--- start RECORDS FOR PROCESSING ---

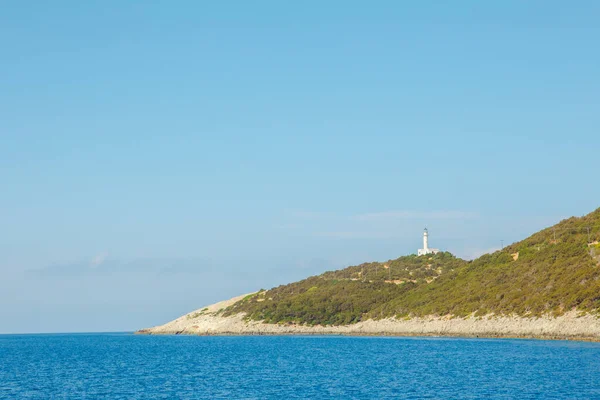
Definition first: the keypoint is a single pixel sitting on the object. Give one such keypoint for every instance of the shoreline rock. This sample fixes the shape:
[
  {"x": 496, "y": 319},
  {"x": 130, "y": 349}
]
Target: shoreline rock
[{"x": 570, "y": 326}]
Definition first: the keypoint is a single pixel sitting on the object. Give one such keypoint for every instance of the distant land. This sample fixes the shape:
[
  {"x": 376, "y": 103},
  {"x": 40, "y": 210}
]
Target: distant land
[{"x": 546, "y": 286}]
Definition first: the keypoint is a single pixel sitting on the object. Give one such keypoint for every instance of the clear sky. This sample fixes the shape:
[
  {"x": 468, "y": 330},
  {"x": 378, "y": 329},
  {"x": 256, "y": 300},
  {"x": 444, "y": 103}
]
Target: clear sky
[{"x": 159, "y": 156}]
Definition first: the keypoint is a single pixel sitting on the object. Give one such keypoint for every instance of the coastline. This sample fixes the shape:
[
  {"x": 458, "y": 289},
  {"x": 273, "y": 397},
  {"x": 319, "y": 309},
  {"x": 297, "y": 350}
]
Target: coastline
[{"x": 570, "y": 326}]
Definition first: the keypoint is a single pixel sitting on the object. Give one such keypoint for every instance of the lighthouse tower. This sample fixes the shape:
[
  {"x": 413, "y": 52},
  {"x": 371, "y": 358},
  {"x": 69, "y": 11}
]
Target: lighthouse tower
[{"x": 426, "y": 250}]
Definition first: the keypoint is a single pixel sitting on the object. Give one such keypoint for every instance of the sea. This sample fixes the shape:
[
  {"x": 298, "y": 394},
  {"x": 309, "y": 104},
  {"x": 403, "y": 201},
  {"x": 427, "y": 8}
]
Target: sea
[{"x": 128, "y": 366}]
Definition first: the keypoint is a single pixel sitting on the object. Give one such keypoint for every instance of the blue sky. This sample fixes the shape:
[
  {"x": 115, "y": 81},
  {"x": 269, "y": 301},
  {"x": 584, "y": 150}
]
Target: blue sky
[{"x": 158, "y": 157}]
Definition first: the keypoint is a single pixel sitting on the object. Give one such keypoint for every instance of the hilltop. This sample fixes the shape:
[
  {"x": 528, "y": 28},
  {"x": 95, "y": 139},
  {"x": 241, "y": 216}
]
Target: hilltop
[{"x": 553, "y": 275}]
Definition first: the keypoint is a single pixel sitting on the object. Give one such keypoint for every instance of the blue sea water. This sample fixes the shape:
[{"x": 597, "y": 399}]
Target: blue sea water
[{"x": 127, "y": 366}]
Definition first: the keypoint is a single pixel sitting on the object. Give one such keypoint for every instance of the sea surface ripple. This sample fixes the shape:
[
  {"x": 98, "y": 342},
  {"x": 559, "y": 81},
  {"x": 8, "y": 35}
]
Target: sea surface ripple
[{"x": 127, "y": 366}]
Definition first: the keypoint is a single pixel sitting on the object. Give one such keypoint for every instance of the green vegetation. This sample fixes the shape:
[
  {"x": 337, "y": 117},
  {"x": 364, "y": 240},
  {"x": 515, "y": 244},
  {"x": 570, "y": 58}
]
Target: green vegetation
[{"x": 556, "y": 270}]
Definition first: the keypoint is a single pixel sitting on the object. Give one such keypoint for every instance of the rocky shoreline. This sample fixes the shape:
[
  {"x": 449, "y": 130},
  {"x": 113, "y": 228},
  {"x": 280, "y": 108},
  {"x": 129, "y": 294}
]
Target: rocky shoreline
[{"x": 570, "y": 326}]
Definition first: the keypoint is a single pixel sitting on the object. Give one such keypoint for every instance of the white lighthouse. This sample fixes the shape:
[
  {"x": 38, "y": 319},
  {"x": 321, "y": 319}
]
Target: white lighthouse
[{"x": 426, "y": 250}]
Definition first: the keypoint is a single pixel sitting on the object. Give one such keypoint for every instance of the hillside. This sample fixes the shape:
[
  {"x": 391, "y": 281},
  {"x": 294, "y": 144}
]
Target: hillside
[
  {"x": 546, "y": 286},
  {"x": 551, "y": 272}
]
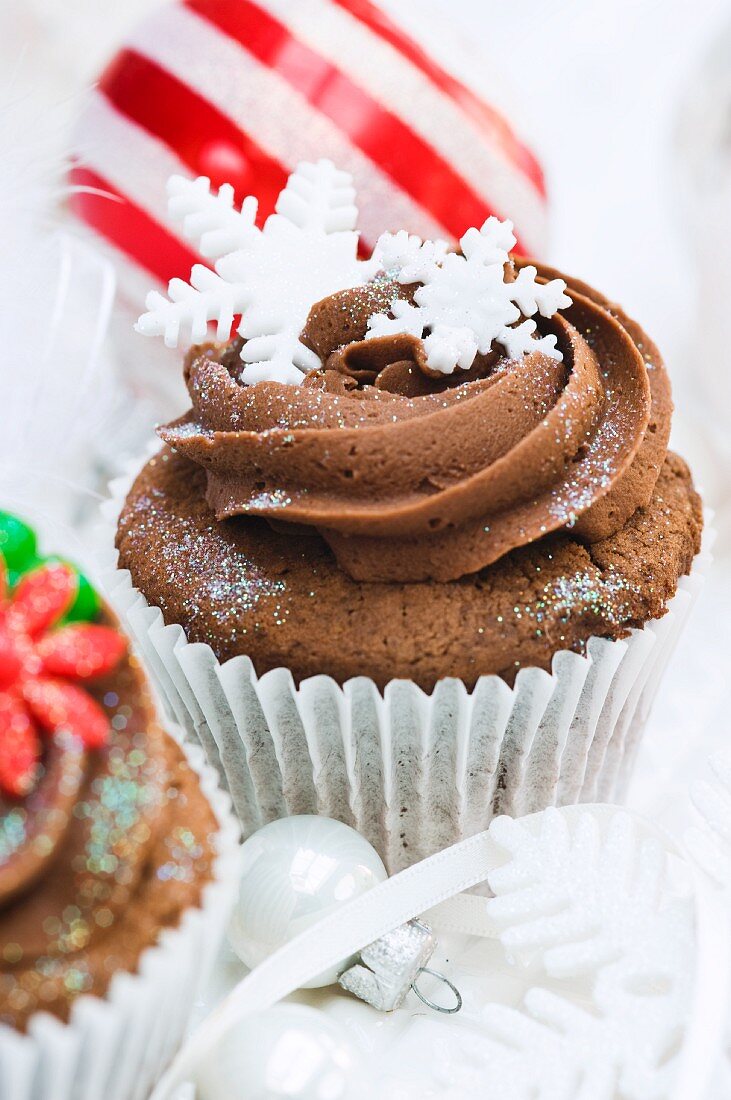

--- end RECORDS FOR PROCESSING ---

EXERCISE
Could you give all of the material above again, with every "This sample fixes the shape" switched to "This sample shows the format" and everything else unchanged? Leave the pictures out.

ANSWER TO THE PROBLEM
Definition first: the keypoint is a single pixel sitting on the object. Give one such keypoint for every instance of the shoreline rock. This sample shows the format:
[
  {"x": 496, "y": 319},
  {"x": 130, "y": 349}
]
Target: shoreline rock
[{"x": 570, "y": 326}]
Definition first: the keypoint is a single pixel sitting on the object. Give one such keypoint for every instance of the distant land. This sample shows the format:
[
  {"x": 376, "y": 103},
  {"x": 40, "y": 210}
]
Target: distant land
[{"x": 546, "y": 286}]
Definition first: the keypoint is a single pixel sitting on the object. Give one such keypoint for every instance of the clear sky. This sample shows the format:
[
  {"x": 468, "y": 330},
  {"x": 378, "y": 329},
  {"x": 256, "y": 300},
  {"x": 444, "y": 103}
]
Target: clear sky
[{"x": 159, "y": 156}]
Definition first: the keypoint is a single pixel sitting on the object. Give one such keypoint for every instance of the coastline. This sample shows the format:
[
  {"x": 458, "y": 289},
  {"x": 273, "y": 397},
  {"x": 319, "y": 309},
  {"x": 297, "y": 350}
]
Target: coastline
[{"x": 570, "y": 326}]
Definition first: the keypoint is a single pixel sitting on the object. Give one such keypoint for every instance of the lighthouse tower. This sample shows the format:
[
  {"x": 413, "y": 52},
  {"x": 371, "y": 358},
  {"x": 69, "y": 11}
]
Target: lighthouse tower
[{"x": 426, "y": 250}]
Definition first: the keypoint is a single pixel sitting on the object. Give one such keypoint for every instance of the sea. This sample shows the format:
[
  {"x": 298, "y": 394},
  {"x": 309, "y": 104},
  {"x": 403, "y": 201},
  {"x": 427, "y": 8}
]
Target: sea
[{"x": 128, "y": 366}]
Definition first: the keypoint is a single pixel sitting on the object. Give one such keypoint for every instance of the blue sky. This sample shows the format:
[
  {"x": 115, "y": 81},
  {"x": 269, "y": 301},
  {"x": 584, "y": 150}
]
Target: blue sky
[{"x": 158, "y": 157}]
Definition first: the keypoint is a single pixel sitting on the object. Give one such keypoint for every instance of the hilltop. This sample shows the format:
[
  {"x": 528, "y": 28},
  {"x": 95, "y": 139},
  {"x": 241, "y": 216}
]
Target: hilltop
[{"x": 553, "y": 275}]
Definition first: the keypoint is a single pixel sitting on the object. Give one such keypoint for every instance of the blue sea water. This sample shows the format:
[{"x": 597, "y": 399}]
Target: blue sea water
[{"x": 127, "y": 366}]
Definition first: the keypoint is a single pixel sitting on the object. Give one such keypoint for every instance of the sea surface ripple. This sample shows the format:
[
  {"x": 98, "y": 342},
  {"x": 559, "y": 81},
  {"x": 8, "y": 35}
]
Target: sea surface ripple
[{"x": 127, "y": 366}]
Definition first: the keypoint is a single pixel sitting on the object. Give one such keypoint for every instance of the green vegetation. This sample shows the format:
[
  {"x": 337, "y": 117},
  {"x": 364, "y": 240},
  {"x": 515, "y": 244},
  {"x": 570, "y": 58}
]
Target: green vegetation
[{"x": 556, "y": 270}]
Definition first: the keypoint is a single pixel sitting on the object. Give one such keypoint for every instance of the rocky shoreline. This sample shows the format:
[
  {"x": 449, "y": 130},
  {"x": 113, "y": 228},
  {"x": 280, "y": 108},
  {"x": 129, "y": 294}
]
Target: rocky shoreline
[{"x": 570, "y": 326}]
Definition first: the keypoint is a single pixel sitting on the object. Give one such keypoint for every instance of the white lighthouse. This sample shows the format:
[
  {"x": 38, "y": 319},
  {"x": 321, "y": 319}
]
Target: white lighthouse
[{"x": 426, "y": 250}]
Definition first: the keypoint is a single pixel sitting on the object. Give one such keypoint for every instance of the hillside. This sample shows the format:
[
  {"x": 391, "y": 281},
  {"x": 294, "y": 144}
]
Target: hillside
[
  {"x": 546, "y": 286},
  {"x": 551, "y": 272}
]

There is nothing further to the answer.